[Tekst do analizy]
Accuracy : 0.8023255813953488


# Wnioski

Dla breast_cancer accuracy modelu waha się w granicy 0.8. Jest to związane ze słabą jakością zbioru danych.
Dla breast_cancer_wisconsin accuracy modelu jest bliskie 100%. Pokazuje to różnicę jakości w zbiorach danych.
[/Tekst do analizy]
Opis problemu »
Na podstawie tekstu do analizy proszę odpowiedzieć na poniższe pytania.
(a) Jaką wartość accuracy podano w pierwszym wierszu tekstu?
(b) Z czym tekst wiąże wynik modelu dla zbioru breast_cancer?
(c) Jakie jest accuracy modelu dla zbioru breast_cancer_wisconsin?
Zamieszczony dalej materiał stanowi odrębną całość, niezwiązaną z tekstem do analizy.
[Dostarczony materiał]
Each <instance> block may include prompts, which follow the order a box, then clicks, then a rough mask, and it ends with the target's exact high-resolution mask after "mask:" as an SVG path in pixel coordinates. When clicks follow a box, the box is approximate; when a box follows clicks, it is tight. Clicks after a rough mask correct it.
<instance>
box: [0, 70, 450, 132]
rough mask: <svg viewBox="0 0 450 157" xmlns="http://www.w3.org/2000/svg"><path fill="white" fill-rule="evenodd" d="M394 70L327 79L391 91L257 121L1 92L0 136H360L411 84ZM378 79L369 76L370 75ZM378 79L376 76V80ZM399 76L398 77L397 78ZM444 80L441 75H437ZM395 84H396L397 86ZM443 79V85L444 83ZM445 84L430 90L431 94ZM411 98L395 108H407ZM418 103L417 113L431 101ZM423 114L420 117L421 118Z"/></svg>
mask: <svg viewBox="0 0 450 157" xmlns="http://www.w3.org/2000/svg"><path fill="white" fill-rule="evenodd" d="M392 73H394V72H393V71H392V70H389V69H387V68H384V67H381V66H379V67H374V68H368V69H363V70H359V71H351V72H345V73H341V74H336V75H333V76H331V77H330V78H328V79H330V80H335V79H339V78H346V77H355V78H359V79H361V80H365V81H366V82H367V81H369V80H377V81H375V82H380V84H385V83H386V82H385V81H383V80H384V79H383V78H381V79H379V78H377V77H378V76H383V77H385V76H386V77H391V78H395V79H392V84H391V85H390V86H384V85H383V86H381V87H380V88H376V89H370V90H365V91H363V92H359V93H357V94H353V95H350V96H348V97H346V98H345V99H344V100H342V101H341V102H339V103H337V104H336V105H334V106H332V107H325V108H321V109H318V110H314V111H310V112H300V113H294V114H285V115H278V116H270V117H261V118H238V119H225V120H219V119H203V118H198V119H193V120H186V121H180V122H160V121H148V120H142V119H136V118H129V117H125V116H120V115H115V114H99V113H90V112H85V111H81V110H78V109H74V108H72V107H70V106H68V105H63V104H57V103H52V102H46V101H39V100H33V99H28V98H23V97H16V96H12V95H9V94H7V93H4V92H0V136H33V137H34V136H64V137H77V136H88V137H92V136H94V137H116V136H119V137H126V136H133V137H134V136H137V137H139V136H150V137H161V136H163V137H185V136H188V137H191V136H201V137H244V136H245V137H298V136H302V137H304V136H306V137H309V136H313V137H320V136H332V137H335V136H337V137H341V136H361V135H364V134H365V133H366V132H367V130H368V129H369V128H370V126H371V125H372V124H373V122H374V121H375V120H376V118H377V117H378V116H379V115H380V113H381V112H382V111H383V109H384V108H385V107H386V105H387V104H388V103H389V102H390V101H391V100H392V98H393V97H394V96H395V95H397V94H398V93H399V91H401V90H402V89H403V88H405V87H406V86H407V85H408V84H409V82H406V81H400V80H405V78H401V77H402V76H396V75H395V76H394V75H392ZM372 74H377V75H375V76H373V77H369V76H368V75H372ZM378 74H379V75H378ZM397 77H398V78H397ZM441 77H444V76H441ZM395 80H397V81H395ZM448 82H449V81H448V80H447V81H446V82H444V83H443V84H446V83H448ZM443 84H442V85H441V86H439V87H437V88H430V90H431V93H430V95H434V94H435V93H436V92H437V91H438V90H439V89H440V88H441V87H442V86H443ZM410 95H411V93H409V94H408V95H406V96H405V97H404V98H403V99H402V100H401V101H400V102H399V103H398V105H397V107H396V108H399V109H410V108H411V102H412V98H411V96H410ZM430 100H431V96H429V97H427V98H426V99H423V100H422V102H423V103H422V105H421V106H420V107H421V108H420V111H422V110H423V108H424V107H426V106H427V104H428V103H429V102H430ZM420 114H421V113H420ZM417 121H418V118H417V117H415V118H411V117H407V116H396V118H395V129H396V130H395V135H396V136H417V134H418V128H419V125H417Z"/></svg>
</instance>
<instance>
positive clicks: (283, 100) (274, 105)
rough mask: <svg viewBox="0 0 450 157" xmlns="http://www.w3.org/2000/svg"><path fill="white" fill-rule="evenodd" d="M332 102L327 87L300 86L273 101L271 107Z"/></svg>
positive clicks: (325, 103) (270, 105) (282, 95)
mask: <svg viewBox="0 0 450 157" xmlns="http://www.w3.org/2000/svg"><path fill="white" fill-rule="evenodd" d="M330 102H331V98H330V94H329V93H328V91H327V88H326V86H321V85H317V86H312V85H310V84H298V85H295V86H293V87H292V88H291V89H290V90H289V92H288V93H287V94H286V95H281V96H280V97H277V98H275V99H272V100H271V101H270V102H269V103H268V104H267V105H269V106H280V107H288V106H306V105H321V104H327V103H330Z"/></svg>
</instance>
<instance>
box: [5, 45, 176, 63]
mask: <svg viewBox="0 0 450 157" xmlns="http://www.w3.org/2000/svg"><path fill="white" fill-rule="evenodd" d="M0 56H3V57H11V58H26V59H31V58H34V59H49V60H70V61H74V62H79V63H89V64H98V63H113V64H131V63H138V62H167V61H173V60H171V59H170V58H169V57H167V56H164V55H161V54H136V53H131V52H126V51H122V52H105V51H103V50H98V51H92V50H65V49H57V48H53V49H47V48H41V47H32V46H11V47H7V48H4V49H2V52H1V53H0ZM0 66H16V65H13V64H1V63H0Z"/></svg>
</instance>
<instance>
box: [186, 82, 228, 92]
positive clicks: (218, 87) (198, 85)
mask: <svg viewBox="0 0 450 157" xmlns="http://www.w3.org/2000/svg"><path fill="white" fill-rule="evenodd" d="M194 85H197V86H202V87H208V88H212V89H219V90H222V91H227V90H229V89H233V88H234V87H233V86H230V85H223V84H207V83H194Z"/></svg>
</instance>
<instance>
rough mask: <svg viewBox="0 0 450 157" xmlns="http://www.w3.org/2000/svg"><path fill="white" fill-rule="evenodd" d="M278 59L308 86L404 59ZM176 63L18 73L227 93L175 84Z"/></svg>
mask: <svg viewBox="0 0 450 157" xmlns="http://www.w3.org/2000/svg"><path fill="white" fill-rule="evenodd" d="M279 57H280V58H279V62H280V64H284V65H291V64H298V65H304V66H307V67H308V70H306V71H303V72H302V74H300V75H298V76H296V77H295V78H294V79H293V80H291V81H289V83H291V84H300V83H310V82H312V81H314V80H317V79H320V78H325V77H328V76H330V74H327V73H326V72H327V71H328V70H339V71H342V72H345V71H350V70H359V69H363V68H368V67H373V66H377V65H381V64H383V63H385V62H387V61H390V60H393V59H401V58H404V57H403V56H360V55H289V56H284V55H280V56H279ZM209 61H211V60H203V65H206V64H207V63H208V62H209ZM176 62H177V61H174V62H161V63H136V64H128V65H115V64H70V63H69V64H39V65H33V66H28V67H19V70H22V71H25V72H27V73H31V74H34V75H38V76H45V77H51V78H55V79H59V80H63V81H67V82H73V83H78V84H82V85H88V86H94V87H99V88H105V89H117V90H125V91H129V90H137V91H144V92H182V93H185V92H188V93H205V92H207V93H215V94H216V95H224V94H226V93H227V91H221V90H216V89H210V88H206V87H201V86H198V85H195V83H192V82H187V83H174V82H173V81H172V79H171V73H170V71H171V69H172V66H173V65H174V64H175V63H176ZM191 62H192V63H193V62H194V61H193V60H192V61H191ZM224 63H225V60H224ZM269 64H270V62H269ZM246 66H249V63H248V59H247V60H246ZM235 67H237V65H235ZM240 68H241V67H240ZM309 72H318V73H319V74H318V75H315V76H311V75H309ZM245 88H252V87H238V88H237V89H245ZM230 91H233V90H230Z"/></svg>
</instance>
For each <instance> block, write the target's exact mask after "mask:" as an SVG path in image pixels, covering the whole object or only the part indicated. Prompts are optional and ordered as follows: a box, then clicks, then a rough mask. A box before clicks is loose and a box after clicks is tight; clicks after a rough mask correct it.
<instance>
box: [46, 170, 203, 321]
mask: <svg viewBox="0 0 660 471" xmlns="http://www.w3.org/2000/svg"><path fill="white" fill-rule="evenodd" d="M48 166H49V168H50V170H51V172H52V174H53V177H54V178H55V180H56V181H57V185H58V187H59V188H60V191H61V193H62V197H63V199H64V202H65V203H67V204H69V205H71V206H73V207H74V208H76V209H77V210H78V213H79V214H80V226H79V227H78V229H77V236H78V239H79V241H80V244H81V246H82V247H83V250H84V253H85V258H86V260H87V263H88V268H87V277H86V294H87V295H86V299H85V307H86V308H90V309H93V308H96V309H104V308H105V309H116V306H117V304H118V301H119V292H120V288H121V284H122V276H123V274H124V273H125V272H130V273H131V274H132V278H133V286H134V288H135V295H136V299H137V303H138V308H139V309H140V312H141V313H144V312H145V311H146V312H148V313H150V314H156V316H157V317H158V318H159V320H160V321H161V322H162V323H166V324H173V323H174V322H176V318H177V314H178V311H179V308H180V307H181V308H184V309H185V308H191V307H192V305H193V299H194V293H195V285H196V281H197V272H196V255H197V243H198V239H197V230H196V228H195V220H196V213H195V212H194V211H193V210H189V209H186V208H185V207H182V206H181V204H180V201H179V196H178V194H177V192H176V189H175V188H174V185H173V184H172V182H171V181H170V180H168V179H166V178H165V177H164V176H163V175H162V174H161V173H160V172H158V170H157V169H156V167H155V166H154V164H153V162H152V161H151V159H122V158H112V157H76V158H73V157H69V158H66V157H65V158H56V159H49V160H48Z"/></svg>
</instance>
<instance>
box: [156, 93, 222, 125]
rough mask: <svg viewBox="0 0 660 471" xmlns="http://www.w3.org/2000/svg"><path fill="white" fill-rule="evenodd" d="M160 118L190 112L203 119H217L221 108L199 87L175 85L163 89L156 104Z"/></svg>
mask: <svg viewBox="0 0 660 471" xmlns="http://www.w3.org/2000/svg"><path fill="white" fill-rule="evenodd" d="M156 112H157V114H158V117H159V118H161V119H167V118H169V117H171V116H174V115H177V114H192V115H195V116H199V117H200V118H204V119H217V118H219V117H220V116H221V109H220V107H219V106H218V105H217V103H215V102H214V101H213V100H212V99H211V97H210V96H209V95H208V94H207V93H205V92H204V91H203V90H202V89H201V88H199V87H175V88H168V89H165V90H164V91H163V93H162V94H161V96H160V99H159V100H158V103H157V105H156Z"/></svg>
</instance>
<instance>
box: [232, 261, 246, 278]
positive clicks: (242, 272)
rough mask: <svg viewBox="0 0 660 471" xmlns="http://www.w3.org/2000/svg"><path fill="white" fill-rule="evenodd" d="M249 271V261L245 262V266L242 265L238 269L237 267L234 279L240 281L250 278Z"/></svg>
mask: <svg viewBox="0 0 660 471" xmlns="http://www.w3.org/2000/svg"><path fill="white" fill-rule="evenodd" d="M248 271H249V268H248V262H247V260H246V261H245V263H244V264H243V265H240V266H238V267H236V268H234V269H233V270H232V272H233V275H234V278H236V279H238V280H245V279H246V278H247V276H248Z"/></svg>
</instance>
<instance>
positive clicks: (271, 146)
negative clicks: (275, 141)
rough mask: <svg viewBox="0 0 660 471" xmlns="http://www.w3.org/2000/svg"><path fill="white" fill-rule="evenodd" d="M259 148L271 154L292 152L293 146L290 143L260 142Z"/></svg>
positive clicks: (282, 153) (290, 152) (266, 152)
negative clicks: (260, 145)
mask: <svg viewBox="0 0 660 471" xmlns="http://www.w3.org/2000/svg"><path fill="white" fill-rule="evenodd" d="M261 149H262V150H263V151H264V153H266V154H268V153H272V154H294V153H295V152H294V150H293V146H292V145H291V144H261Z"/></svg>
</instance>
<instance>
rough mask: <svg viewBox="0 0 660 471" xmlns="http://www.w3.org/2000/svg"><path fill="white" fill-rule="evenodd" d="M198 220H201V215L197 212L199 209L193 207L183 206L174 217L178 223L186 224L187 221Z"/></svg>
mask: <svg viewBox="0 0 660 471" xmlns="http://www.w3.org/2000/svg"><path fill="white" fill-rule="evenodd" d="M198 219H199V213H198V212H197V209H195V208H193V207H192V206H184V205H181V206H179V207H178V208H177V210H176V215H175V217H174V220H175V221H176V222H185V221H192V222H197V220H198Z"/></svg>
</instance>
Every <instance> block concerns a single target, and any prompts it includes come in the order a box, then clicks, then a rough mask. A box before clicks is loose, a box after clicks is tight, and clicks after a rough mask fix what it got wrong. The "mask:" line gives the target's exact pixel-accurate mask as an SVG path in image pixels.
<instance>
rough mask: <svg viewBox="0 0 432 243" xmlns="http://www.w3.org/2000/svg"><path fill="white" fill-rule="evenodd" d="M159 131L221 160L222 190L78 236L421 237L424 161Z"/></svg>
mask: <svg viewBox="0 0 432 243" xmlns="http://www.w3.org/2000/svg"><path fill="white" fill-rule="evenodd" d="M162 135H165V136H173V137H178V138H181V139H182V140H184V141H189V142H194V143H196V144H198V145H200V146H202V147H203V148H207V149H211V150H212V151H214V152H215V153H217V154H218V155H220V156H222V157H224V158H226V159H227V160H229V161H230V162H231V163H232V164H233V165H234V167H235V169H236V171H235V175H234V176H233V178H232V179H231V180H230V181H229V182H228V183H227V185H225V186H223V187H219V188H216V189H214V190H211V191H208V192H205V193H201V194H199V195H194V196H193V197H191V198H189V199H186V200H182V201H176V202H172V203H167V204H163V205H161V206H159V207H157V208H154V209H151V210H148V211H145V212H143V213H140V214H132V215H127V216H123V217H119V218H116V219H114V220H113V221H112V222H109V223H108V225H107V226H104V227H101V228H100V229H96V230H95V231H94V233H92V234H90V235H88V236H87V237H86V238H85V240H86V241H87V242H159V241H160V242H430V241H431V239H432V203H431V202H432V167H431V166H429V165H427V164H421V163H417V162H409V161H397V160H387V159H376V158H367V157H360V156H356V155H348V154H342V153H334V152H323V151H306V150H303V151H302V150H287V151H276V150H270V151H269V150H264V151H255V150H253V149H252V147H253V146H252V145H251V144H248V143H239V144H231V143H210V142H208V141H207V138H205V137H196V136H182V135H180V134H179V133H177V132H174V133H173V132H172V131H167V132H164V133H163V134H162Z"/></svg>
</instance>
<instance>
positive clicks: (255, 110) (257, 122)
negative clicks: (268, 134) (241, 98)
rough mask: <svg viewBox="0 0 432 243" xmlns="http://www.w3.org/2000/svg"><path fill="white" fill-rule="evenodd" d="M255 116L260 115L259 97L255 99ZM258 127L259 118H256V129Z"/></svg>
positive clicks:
[/Dostarczony materiał]
Odpowiedź »
(a) 0.8023255813953488.
(b) Ze słabą jakością zbioru danych.
(c) Jest bliskie 100%.